— TASK GOAL —
Can you copy the lines from the one that contains "Note to the class: find each instance of the gauze" through the end of the material below, exactly and with nothing else?
Begin
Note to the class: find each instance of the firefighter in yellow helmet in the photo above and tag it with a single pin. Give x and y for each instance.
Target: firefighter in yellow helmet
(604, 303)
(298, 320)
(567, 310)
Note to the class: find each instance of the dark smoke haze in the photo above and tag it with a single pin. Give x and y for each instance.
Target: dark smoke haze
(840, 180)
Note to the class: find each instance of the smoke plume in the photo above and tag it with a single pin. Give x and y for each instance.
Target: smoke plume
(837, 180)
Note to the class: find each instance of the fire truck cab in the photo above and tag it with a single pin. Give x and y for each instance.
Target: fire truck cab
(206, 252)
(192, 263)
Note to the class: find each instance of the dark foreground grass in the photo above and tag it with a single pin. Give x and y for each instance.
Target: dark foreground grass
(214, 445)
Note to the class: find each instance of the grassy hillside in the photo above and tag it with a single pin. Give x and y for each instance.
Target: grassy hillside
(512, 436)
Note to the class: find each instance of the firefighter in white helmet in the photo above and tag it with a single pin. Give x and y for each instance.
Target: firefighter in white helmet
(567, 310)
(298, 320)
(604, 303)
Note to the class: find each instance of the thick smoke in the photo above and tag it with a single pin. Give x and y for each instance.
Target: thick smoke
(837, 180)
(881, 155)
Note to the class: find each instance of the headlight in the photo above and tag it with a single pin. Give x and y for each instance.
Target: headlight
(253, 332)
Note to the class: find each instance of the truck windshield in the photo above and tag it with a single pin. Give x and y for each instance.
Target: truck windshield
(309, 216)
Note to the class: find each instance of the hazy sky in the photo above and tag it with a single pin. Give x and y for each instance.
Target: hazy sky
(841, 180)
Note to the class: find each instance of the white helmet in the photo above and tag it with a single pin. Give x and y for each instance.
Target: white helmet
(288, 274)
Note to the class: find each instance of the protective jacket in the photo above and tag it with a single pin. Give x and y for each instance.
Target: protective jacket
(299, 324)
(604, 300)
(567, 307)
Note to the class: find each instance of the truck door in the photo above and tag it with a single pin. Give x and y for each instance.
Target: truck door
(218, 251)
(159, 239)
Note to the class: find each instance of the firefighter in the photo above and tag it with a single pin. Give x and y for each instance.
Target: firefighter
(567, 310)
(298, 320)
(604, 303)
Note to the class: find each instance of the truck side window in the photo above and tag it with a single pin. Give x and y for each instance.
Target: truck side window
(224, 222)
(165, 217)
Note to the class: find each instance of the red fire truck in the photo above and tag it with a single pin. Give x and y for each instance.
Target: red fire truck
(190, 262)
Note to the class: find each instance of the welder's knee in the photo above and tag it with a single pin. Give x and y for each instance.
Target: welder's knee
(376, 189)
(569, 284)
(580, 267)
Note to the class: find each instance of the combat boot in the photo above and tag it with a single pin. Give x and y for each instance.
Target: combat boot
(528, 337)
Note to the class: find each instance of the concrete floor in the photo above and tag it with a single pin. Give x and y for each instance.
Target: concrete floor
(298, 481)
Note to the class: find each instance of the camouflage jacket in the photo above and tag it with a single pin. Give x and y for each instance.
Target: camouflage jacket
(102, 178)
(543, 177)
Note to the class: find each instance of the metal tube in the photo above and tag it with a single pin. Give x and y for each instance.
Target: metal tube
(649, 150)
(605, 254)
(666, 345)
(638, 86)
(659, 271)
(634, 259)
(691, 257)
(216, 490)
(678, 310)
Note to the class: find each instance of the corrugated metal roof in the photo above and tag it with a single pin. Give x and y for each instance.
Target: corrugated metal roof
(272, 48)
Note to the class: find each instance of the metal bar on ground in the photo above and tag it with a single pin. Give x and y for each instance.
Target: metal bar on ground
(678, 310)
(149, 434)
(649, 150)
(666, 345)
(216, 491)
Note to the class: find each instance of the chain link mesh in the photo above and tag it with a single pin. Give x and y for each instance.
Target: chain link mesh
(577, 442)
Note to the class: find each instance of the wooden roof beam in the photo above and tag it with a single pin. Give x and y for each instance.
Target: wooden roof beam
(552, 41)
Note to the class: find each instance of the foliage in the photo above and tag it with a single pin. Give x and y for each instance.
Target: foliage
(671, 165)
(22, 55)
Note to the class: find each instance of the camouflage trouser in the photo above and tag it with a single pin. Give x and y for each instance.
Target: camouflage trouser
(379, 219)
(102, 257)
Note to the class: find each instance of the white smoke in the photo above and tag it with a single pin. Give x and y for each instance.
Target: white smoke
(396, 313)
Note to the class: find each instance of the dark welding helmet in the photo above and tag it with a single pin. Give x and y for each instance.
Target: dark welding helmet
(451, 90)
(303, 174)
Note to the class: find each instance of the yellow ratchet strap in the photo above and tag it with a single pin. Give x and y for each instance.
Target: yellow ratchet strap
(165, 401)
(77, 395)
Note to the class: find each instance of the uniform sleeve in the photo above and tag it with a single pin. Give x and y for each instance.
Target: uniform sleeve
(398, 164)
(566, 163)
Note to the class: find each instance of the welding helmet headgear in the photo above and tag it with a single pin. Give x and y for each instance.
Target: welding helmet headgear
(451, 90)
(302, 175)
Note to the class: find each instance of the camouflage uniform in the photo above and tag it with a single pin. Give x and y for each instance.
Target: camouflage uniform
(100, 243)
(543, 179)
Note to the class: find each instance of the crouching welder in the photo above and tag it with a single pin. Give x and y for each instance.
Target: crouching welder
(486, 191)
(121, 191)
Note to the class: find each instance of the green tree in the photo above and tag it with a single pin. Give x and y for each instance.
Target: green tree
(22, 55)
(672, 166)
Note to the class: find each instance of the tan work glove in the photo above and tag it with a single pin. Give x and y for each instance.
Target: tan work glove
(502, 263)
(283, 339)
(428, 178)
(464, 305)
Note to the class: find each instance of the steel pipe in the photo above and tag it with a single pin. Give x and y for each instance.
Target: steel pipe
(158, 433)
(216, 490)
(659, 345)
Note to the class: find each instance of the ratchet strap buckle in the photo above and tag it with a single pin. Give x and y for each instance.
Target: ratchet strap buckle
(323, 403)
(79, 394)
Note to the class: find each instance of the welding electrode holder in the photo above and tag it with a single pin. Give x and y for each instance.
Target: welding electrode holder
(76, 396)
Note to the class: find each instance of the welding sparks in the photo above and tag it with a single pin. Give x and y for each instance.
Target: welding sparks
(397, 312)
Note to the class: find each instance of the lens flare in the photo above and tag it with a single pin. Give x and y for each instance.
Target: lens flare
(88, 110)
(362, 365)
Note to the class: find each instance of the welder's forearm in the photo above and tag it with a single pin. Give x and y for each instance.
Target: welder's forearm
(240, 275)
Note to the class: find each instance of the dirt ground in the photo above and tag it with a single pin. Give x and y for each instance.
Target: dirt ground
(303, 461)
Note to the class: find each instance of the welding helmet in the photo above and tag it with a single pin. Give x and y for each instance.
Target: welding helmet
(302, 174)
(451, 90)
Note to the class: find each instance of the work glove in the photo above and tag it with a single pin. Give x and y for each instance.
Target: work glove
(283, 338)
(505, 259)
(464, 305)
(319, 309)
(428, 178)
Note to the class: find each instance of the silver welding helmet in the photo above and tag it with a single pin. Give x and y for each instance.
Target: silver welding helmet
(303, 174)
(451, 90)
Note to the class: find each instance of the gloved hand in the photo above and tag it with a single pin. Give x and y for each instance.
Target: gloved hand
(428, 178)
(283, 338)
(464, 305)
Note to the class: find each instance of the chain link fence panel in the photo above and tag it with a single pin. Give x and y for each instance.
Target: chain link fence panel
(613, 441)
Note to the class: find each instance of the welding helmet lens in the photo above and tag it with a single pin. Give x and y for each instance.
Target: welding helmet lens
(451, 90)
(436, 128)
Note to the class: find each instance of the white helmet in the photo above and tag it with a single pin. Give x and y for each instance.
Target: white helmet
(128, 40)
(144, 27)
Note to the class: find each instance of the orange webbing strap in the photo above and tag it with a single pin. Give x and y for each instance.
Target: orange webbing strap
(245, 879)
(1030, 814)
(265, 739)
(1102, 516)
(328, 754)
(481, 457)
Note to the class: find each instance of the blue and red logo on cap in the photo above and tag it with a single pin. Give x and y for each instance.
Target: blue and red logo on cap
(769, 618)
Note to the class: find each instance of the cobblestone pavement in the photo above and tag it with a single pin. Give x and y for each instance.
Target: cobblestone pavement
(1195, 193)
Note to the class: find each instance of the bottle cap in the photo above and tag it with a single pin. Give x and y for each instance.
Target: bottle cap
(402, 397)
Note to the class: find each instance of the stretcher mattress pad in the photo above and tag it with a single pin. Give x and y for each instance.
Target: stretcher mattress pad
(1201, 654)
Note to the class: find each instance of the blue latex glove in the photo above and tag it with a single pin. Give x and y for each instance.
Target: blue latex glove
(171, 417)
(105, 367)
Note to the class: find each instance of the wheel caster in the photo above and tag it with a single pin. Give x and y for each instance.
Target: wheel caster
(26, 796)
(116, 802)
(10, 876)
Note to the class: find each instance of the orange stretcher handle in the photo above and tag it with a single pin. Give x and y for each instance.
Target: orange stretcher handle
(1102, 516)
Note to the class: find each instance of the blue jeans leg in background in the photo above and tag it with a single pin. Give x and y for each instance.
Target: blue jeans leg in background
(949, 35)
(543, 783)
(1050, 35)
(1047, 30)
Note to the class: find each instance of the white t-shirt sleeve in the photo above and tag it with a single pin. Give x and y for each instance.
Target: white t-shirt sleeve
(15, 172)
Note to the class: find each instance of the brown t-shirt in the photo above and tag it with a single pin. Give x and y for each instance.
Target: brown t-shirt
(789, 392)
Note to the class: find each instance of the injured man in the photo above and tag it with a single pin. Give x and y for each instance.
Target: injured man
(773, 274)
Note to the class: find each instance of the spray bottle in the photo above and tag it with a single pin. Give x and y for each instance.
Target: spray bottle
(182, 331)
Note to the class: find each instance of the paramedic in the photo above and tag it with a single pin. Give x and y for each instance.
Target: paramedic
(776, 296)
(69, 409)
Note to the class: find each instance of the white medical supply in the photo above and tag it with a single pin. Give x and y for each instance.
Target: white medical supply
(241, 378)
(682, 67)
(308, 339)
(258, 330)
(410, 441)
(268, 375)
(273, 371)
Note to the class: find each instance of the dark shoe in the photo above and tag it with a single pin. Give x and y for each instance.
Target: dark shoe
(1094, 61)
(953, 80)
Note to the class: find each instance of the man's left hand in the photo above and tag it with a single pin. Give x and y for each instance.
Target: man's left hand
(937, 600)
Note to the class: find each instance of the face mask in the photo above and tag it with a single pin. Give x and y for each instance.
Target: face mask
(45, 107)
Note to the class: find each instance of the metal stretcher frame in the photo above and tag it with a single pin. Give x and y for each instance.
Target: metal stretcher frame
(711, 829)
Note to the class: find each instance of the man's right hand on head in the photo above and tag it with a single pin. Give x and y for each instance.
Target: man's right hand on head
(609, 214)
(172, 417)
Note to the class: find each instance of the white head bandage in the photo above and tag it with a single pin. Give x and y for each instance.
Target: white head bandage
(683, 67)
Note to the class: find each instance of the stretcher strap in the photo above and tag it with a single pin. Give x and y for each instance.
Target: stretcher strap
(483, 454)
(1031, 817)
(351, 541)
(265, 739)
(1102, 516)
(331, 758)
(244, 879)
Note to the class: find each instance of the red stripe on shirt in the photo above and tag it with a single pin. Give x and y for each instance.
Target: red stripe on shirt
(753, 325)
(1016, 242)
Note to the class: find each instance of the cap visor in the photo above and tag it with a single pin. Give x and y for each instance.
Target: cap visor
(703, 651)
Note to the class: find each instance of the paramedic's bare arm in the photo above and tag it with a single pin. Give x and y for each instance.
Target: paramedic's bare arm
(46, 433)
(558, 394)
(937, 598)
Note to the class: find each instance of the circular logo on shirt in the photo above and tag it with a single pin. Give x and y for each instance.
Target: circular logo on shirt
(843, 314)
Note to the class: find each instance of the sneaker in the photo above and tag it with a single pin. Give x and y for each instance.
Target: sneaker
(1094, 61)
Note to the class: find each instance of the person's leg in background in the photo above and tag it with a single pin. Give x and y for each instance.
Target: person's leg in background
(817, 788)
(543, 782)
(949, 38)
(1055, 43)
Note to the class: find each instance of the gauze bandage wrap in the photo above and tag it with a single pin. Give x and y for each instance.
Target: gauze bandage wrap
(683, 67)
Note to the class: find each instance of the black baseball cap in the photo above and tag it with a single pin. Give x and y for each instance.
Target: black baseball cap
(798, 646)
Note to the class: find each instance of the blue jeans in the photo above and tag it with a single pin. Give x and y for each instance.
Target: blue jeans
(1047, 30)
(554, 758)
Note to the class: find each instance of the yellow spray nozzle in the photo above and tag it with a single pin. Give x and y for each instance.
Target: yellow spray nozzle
End
— REPLY —
Note to the class: find each instance of the gauze bandage wrap in the photo above and tag it with a single pin. Give x and y for each instance.
Target: gauze bandage wrap
(683, 67)
Note to the class: find each instance of the black baseball cap in the photo above and tag it with a single pin. Give x and y for each instance.
Target: black baseball cap
(798, 646)
Note to the class: find each instance of the blue jeans in the photo above and tag it with a single pin. Give x and y for each instance.
Target: blue jeans
(1047, 30)
(554, 758)
Note to the class: find each instance of the yellow spray nozzle in the photo above and tag it with a single pin. Give x and y for each instance.
Target: yellow spray nozzle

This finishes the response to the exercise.